In the third (3) decisive step of the process of categorial intuition we intend the objects of the particular subdividing perceptions synthetically in the new categorial intention. We can establish a relation between the objects of the founding acts, or between the object of the unstructured act as a whole and one of its dependent moments (“The door is blue”). In this founded act the elements which are synthetically connected in a categorial relation take on a new character: they are syntactically formed by the categorial act. In all synthetic categorial intuitions we will find these three steps: (1) the initial, simple perception of the whole; (2) the particular, explicit subdividing perceptions; and (3) the actual categorially synthetic intention.

In the example of the door and its color, it is the “door” which takes on the categorial form of a “substrate” which bears qualities, while the “blue” becomes a “quality” of the substrate (substrate/accident). This categorial formation is not merely the performance of another type of simple apperception of the perceived object. The categorial act intends “that the door is blue” and is perhaps even the fulfillment of this matter of fact. Within categorial intention the “substrate capable to bearing qualities” and the “quality of the substrate” are dependent moments. Thus the fulfillment of a categorial intention is always dependent on founding perceptions and their intuitive fulfillment. But the dependence goes further: the fulfillment of perceptual intentions is in turn dependent on hyletic (reelle) contents.

But the fulfillment of categorial intentions is not only dependent on the intuitive character (evidence) of the founding acts.9 Such a generalization, i.e., the thesis that the intuitive character of categorial intention is completely dependent on that of the founding perceptions, would lead to paradoxical results. For example, one of the consequences would be that axiomatic mathematics is not evident knowledge because its results are established completely within signitive intentions (i.e., only intentions with the means of a system of signs but without sensual fulfillment).

Thus, sense perception can contribute to the fulfillment of categorial intentions at least in the most simple cases. But there are many objects of categorial intuition which have only a very loose connection with sense perception, for example, the propositions of pure mathematics and algebra, where there is hardly any contribution of sensibility. But on the other hand, there are surely elements in categorial intuition which can be fulfilled with the help of sensible intuition – something like the “blue” of the door – and in each case there are elements which cannot be fulfilled in sensibility alone, like “being blue.”

_Data block_
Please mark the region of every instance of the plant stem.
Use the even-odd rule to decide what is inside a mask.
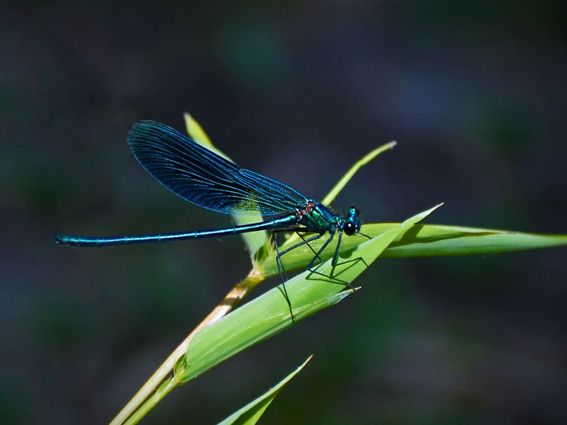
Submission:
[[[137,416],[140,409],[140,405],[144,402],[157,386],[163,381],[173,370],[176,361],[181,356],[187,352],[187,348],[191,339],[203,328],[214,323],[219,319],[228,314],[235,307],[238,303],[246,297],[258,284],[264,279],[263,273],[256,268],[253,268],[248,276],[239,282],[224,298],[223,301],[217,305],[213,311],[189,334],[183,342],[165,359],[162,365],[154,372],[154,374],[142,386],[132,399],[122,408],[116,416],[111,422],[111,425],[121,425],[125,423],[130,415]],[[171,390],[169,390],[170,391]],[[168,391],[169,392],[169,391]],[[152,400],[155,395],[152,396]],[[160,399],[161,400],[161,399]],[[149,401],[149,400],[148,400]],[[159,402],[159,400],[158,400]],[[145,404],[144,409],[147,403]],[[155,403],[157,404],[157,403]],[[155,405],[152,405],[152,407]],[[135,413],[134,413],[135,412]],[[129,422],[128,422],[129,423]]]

_Prompt 1_
In the passage on categorial intuition, what three steps are found in all synthetic categorial intuitions?
_Prompt 2_
Reproduce the part of the passage on categorial intuition starting at "In the third" and ending at "categorially synthetic intention.".

_Full answer 1_
The initial, simple perception of the whole; the particular, explicit subdividing perceptions; and the actual categorially synthetic intention.

_Full answer 2_
In the third (3) decisive step of the process of categorial intuition we intend the objects of the particular subdividing perceptions synthetically in the new categorial intention. We can establish a relation between the objects of the founding acts, or between the object of the unstructured act as a whole and one of its dependent moments (“The door is blue”). In this founded act the elements which are synthetically connected in a categorial relation take on a new character: they are syntactically formed by the categorial act. In all synthetic categorial intuitions we will find these three steps: (1) the initial, simple perception of the whole; (2) the particular, explicit subdividing perceptions; and (3) the actual categorially synthetic intention.